> [Document segment]
%%

During the Main Forum on the first day, several industry leaders delivered insightful presentations. Below are the key highlights from the guest speeches and panel discussions.
In the morning forum "Trend Section," healthcare industry leaders from across China delivered insightful presentations from a comprehensive industrial perspective on the development trends and transformative directions of the global healthcare industry.

Distinguished Professor of Shanghai Jiao Tong University, Dean of China Hospital Development Institute, Former Director of the System Reform Department of the National Health Commission
Xu Shuqiang
Xu Shuqiang, Chair Professor of Shanghai Jiao Tong University, Dean of China Hospital Development Institute, and Former Director of the System Reform Department of the National Health Commission, pointed out in his opening speech that the current global technological revolution and industrial transformation are deeply converging. Frontier technologies such as artificial intelligence, synthetic biology, and brain-computer interfaces are profoundly impacting the healthcare landscape.
He particularly emphasized that no matter how technology advances, the essence of healthcare lies in clinical practice, health, and people's livelihood. The ultimate goal of all innovations and reforms must be to genuinely alleviate patients' suffering and effectively enhance the accessibility and equity of healthcare. By adhering to this core principle, China's healthcare industry can gain true vitality and move toward a new phase of higher quality and greater international competitiveness.

%%

> [Actions to take]
1 - Decide whether each statement below, marked (a), (b), and (c), agrees with the forum excerpt, answering yes or no and quoting the words of the excerpt that settle it. (a) The morning forum was titled "Trend Section." (b) Xu Shuqiang listed quantum computing among the frontier technologies affecting healthcare. (c) Xu Shuqiang said the essence of healthcare lies in technology.
2 - Answer these questions from the forum excerpt, one answer per line and marked to match.
(a) On which day was the Main Forum held?
(b) Where did the healthcare industry leaders in the morning forum come from?
(c) According to Xu Shuqiang, what must the ultimate goal of all innovations and reforms be?

[Collection entries]
%%

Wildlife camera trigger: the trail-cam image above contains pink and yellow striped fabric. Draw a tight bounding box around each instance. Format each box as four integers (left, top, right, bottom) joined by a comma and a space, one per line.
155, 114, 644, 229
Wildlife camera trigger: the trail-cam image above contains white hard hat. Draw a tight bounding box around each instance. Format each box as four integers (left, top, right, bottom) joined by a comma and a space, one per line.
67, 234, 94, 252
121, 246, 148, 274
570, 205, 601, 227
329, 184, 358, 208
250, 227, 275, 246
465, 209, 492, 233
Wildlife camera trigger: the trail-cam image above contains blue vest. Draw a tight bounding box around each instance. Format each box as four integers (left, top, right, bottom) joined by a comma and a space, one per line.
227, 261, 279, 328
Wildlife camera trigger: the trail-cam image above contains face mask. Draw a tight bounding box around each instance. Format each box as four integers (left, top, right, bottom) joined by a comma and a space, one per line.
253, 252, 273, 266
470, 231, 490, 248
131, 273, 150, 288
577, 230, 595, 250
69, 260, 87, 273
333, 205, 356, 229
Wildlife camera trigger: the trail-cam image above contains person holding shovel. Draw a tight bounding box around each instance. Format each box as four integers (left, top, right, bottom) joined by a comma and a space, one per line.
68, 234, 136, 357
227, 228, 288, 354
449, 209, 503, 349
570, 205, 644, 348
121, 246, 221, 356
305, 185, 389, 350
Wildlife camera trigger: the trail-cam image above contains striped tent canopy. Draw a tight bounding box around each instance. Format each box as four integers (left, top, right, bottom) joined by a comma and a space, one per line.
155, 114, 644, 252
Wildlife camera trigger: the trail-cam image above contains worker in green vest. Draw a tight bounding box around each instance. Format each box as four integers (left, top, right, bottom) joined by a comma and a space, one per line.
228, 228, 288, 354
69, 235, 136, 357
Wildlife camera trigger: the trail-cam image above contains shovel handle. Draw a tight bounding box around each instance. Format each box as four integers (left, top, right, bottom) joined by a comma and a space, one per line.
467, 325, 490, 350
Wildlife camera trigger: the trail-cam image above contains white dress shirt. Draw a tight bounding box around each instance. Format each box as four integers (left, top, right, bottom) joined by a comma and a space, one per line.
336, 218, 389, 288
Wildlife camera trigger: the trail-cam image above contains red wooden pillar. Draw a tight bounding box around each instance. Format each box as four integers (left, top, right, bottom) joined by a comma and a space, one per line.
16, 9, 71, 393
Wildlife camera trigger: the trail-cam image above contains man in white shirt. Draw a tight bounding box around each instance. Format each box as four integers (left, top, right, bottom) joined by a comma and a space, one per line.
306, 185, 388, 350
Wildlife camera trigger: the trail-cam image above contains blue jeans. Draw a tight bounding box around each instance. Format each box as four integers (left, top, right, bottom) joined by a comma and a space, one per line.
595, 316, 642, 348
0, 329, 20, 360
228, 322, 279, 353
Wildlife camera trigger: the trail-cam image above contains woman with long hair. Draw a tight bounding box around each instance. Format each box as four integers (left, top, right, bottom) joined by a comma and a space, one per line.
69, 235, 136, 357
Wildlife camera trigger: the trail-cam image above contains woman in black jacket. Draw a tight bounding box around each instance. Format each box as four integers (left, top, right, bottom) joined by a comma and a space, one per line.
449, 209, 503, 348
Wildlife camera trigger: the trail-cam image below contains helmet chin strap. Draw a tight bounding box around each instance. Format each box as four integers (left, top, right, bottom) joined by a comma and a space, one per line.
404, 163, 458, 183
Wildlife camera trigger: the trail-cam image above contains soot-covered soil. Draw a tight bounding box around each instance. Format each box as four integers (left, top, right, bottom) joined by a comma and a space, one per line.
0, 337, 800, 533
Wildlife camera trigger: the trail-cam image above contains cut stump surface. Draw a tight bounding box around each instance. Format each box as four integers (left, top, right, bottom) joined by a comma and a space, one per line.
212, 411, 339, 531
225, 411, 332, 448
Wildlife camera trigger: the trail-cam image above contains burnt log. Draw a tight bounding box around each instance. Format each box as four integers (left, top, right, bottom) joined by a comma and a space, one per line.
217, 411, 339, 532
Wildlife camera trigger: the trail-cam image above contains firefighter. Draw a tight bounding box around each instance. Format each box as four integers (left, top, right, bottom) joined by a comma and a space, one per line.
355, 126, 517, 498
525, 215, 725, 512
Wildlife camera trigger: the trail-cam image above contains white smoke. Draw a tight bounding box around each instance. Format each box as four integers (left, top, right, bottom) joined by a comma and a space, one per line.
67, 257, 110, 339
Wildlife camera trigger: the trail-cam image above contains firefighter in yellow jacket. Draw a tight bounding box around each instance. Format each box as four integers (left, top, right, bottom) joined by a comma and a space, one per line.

%%

> [Completed exercise]
1 -
(a) Yes: "In the morning forum "Trend Section,""
(b) No: "artificial intelligence, synthetic biology, and brain-computer interfaces"
(c) No: "the essence of healthcare lies in clinical practice, health, and people's livelihood"

2 -
(a) The first day.
(b) From across China.
(c) To genuinely alleviate patients' suffering and effectively enhance the accessibility and equity of healthcare.